-- BEGIN TEXT EXCERPT --
A bias in imaging for dense features versus more isolated features as a result of the discrepancy in the number of contributing diffraction orders is a standard feature of projection lithography. In other words, isolated and dense features of the same size are projected with varying fidelities due to the diffraction limitation of the system. The iso-dense feature bias is one of the optical proximity effects that can be, to a certain extent, remedied by OPC techniques. EUV masks exacerbate the extent of the iso-dense feature bias. Furthermore, isolated EUV mask features are more sensitive to focus variation, which in turn further exacerbates the iso-dense bias in EUV lithography.

Accurate representations of the aforementioned 3D mask effects necessitate a rigorous numerical solution of the EMFs as they reflect from the thick EUV mask. Although 2D representations of masks have been widely used, at smaller technology nodes they become increasingly inaccurate. Therefore, the formulation of a viable deep learning model to be utilized for EUV systems requires the consideration of such 3D mask effects. Recent deep learning approaches for EUV lithography have tackled specific 3D mask effects by involving additional modeling or learning steps, such as in LithoGAN where an additional CNN was implemented to predict the position shift of the feature that is predicted by a cGAN.¹⁵ In our approach, we aim to encompass all the mentioned 3D effects in the training of an efficient generative network.

2.2.

Generative Networks

3.1.

Training Data

The mask layout patterns used in the training data are horizontal and vertical lines, contact arrays, attacking, and butting line ends. Additionally, the pattern bar-in-U is utilized as a validation pattern to verify the model’s ability to generalize. The implemented layouts are industrially relevant ones specified by Synopsys Inc. The pattern layouts and the ranges of variations in their geometries are shown in Fig. 1. The network’s training data consist of 2D model aerial images provided as inputs, and rigorously computed 3D model aerial images provided as outputs. The 3D model aerial images are obtained by a rigorous solution of the diffracted light from the thick mask using the waveguide method, which solves the EMFs in the spatial frequency domain.¹ This method decomposes the thick mask into slices that are homogeneous in the $z$-direction. Similar to the analysis of optical waveguides and optical fibers, the waveguide method transfers Maxwell’s equations to the Helmholtz wave equation shown in Eq. (5).
-- END TEXT EXCERPT --
-- BEGIN INFORMATION SHOWN --
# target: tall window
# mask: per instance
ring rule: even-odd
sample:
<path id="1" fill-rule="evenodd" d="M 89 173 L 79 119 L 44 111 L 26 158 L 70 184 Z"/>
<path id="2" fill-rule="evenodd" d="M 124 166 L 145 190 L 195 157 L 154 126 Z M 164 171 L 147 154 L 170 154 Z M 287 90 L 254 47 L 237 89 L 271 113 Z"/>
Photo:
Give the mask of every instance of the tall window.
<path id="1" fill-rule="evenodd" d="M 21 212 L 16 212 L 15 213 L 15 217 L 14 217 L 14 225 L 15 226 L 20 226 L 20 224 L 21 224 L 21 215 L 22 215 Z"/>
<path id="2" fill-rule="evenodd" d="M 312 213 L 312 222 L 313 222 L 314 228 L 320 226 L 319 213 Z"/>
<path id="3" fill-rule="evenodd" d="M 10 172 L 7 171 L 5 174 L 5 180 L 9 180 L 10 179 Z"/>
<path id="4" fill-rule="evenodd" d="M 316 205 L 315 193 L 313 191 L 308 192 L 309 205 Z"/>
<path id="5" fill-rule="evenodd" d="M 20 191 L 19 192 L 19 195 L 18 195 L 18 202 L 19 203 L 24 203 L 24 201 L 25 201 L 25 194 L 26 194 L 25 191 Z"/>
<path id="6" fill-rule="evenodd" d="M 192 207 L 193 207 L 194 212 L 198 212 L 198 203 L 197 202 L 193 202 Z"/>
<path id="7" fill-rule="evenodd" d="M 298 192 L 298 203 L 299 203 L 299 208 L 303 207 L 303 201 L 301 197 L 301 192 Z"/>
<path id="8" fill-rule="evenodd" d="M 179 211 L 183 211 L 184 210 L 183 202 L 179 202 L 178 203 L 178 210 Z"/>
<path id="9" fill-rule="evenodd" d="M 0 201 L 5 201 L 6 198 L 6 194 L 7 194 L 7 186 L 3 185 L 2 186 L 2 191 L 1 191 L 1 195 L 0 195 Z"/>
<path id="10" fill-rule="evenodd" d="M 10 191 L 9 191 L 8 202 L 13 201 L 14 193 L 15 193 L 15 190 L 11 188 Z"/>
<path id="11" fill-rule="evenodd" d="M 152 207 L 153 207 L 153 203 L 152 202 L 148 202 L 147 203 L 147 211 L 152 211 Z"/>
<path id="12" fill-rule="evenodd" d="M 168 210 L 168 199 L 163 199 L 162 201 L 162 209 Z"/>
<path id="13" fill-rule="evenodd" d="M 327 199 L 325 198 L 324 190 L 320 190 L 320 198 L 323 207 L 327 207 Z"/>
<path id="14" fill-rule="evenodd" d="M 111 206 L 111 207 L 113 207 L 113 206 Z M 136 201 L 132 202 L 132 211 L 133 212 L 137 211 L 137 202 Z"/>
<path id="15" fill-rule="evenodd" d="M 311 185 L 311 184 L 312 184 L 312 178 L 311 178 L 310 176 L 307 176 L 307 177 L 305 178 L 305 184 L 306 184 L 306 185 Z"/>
-- END INFORMATION SHOWN --
## STATED PROBLEM 1
From the passage on EUV lithography above, quote the stretch from "Accurate representations of" through "efficient generative network.".
## STATED PROBLEM 2
Answer these questions using the passage on EUV lithography above:
(a) According to the passage, what effect do EUV masks have on the iso-dense feature bias?
(b) Which mask layout pattern serves as a validation pattern?
(c) Which method is used to obtain the 3D model aerial images?

## TASK RESPONSE 1
Accurate representations of the aforementioned 3D mask effects necessitate a rigorous numerical solution of the EMFs as they reflect from the thick EUV mask. Although 2D representations of masks have been widely used, at smaller technology nodes they become increasingly inaccurate. Therefore, the formulation of a viable deep learning model to be utilized for EUV systems requires the consideration of such 3D mask effects. Recent deep learning approaches for EUV lithography have tackled specific 3D mask effects by involving additional modeling or learning steps, such as in LithoGAN where an additional CNN was implemented to predict the position shift of the feature that is predicted by a cGAN.¹⁵ In our approach, we aim to encompass all the mentioned 3D effects in the training of an efficient generative network.

## TASK RESPONSE 2
(a) They exacerbate its extent.
(b) The bar-in-U pattern.
(c) The waveguide method.